------ MATERIAL PROVIDED ------
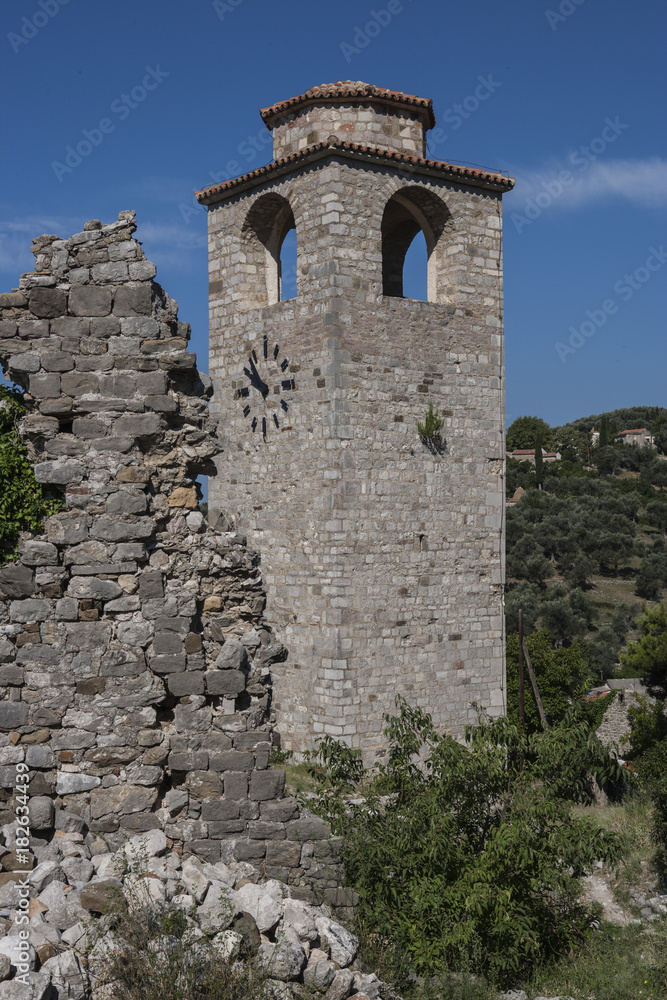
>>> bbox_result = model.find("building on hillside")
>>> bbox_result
[615,428,655,448]
[590,428,600,446]
[198,81,514,753]
[507,448,561,464]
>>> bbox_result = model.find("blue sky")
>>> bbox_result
[1,0,665,430]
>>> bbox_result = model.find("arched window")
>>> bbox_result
[279,226,297,300]
[381,187,450,302]
[241,193,297,307]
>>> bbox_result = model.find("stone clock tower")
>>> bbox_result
[197,82,514,753]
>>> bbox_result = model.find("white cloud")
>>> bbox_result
[514,158,667,211]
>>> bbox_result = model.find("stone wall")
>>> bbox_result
[0,214,338,900]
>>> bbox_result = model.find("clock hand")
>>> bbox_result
[245,358,269,397]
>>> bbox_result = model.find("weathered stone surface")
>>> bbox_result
[79,878,122,911]
[28,796,55,830]
[67,577,122,600]
[90,785,157,819]
[314,916,358,967]
[56,773,101,795]
[29,286,67,318]
[0,562,35,599]
[69,285,112,316]
[0,703,28,730]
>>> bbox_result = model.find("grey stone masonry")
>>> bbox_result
[0,214,339,899]
[199,83,514,754]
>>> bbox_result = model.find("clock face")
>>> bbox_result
[235,336,295,441]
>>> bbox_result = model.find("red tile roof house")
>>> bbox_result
[614,428,655,447]
[507,448,561,464]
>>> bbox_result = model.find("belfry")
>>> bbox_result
[197,82,514,752]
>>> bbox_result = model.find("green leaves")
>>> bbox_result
[416,404,445,452]
[305,700,625,987]
[0,385,62,563]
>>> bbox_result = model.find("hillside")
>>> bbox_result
[505,408,667,686]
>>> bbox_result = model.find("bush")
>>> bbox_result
[0,384,62,562]
[306,699,626,988]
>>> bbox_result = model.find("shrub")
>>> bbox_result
[0,384,62,562]
[306,699,626,988]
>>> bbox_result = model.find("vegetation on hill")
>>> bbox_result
[505,408,667,694]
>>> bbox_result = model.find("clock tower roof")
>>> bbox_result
[260,81,436,131]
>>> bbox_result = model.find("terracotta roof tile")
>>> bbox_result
[195,138,514,206]
[617,428,647,434]
[260,81,436,130]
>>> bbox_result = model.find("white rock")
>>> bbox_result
[93,853,118,878]
[211,929,243,961]
[0,972,51,999]
[42,949,88,999]
[315,916,358,967]
[234,880,284,933]
[181,856,212,902]
[61,921,87,946]
[56,772,101,794]
[328,968,355,1000]
[261,925,306,982]
[121,829,168,861]
[0,935,37,971]
[303,957,336,990]
[29,859,64,892]
[196,880,235,933]
[283,899,318,941]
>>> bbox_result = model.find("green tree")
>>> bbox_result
[635,553,667,600]
[534,430,544,488]
[645,498,667,539]
[506,629,592,731]
[621,603,667,698]
[598,413,612,448]
[0,385,61,562]
[507,415,552,452]
[306,700,625,987]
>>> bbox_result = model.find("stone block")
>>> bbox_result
[248,821,286,840]
[168,751,209,771]
[91,261,128,283]
[0,703,28,730]
[0,564,35,599]
[223,771,248,800]
[90,784,157,818]
[61,372,99,396]
[106,491,147,516]
[185,770,223,798]
[201,799,240,821]
[185,840,221,864]
[167,672,205,696]
[0,665,23,686]
[266,840,304,868]
[33,460,83,485]
[259,797,300,822]
[113,284,152,315]
[153,632,182,655]
[167,486,198,508]
[18,541,58,566]
[209,750,254,772]
[113,413,162,438]
[45,511,90,545]
[138,571,163,599]
[91,516,154,542]
[215,639,248,671]
[72,417,107,439]
[151,654,186,674]
[233,839,266,861]
[29,287,67,318]
[41,351,74,372]
[205,669,246,697]
[9,599,50,623]
[67,577,122,600]
[233,732,271,750]
[249,770,286,802]
[69,285,112,316]
[29,373,61,398]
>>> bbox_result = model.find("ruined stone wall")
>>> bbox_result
[0,215,338,899]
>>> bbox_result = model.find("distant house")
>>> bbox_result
[590,428,600,446]
[507,448,561,464]
[615,427,655,448]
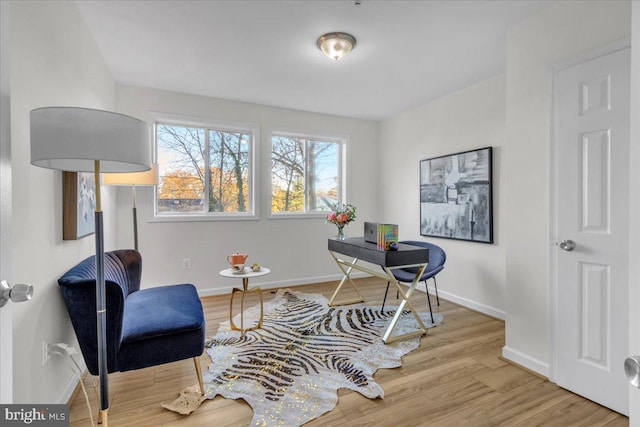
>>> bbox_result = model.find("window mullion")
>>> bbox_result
[203,128,210,213]
[303,138,309,213]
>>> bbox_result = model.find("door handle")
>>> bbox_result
[559,240,576,251]
[0,280,33,308]
[625,356,640,388]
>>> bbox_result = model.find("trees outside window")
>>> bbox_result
[271,133,343,214]
[156,121,254,216]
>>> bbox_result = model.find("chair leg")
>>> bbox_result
[194,356,204,396]
[434,277,440,306]
[382,281,391,312]
[425,280,434,324]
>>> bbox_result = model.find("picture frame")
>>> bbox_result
[419,146,493,243]
[63,171,96,240]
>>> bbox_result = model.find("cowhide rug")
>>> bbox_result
[196,289,442,426]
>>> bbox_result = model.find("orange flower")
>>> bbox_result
[325,203,357,228]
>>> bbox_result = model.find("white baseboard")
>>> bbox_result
[59,357,87,405]
[421,284,505,320]
[502,346,549,378]
[197,272,368,297]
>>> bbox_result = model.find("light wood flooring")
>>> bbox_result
[68,278,629,426]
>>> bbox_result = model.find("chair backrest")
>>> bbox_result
[400,240,446,273]
[58,249,142,374]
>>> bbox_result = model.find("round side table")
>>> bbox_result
[219,267,270,334]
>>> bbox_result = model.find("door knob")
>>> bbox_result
[559,240,576,251]
[0,280,33,308]
[625,356,640,388]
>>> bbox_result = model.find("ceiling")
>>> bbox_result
[76,0,552,121]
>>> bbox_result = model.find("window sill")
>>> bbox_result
[268,212,328,220]
[150,213,259,223]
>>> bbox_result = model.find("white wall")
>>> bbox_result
[503,0,631,374]
[379,75,507,318]
[9,1,118,403]
[628,2,640,421]
[115,85,379,294]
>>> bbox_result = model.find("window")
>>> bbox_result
[155,118,256,218]
[271,133,344,215]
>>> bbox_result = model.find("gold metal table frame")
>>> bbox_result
[328,238,429,344]
[219,267,270,334]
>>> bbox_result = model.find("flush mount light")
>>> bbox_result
[317,32,357,61]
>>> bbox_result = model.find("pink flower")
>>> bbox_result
[327,212,336,221]
[336,213,348,224]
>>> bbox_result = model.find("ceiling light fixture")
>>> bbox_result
[317,32,357,61]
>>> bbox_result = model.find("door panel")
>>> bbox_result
[556,48,630,415]
[0,0,12,404]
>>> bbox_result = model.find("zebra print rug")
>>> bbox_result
[202,289,442,427]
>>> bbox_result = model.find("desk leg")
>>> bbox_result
[328,252,365,306]
[381,265,429,344]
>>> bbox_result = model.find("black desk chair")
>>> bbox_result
[382,241,446,323]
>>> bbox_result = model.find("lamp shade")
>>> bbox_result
[30,107,150,173]
[103,163,159,186]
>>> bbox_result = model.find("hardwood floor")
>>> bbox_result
[67,278,629,426]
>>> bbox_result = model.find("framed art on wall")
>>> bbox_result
[63,171,96,240]
[419,146,493,243]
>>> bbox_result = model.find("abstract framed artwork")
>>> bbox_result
[419,146,493,243]
[63,171,96,240]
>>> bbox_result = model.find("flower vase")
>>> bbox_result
[336,226,345,241]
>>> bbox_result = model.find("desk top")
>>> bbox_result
[328,237,428,267]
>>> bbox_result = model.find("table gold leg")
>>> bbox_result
[229,287,244,331]
[255,286,264,328]
[381,265,429,344]
[328,252,365,306]
[229,280,263,333]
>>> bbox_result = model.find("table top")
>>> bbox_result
[219,267,271,278]
[328,237,429,267]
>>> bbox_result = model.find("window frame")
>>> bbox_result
[269,130,347,219]
[150,112,260,222]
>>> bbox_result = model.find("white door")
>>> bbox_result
[556,48,630,415]
[0,0,12,404]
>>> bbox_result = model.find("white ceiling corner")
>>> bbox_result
[75,0,552,121]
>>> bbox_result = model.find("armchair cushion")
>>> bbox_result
[122,284,203,342]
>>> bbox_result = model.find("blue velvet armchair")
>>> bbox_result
[58,249,205,394]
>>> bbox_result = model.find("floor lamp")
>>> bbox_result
[103,164,159,251]
[30,107,150,426]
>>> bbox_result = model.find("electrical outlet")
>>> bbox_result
[182,258,191,269]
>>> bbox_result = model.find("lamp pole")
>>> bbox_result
[132,186,138,251]
[94,160,109,425]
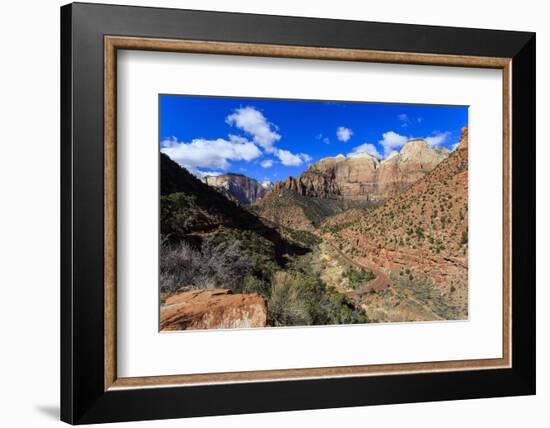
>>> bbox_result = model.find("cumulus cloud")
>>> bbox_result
[260,159,273,168]
[348,143,382,160]
[276,149,301,166]
[274,150,311,166]
[164,105,311,172]
[161,137,261,172]
[225,106,281,153]
[276,149,311,166]
[198,170,224,178]
[336,126,353,142]
[425,131,451,147]
[379,131,409,156]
------
#### [TASK INSTRUCTIONS]
Work out how many lines above contain "light", then write only that number.

#### [RESULT FOR THIS TASK]
3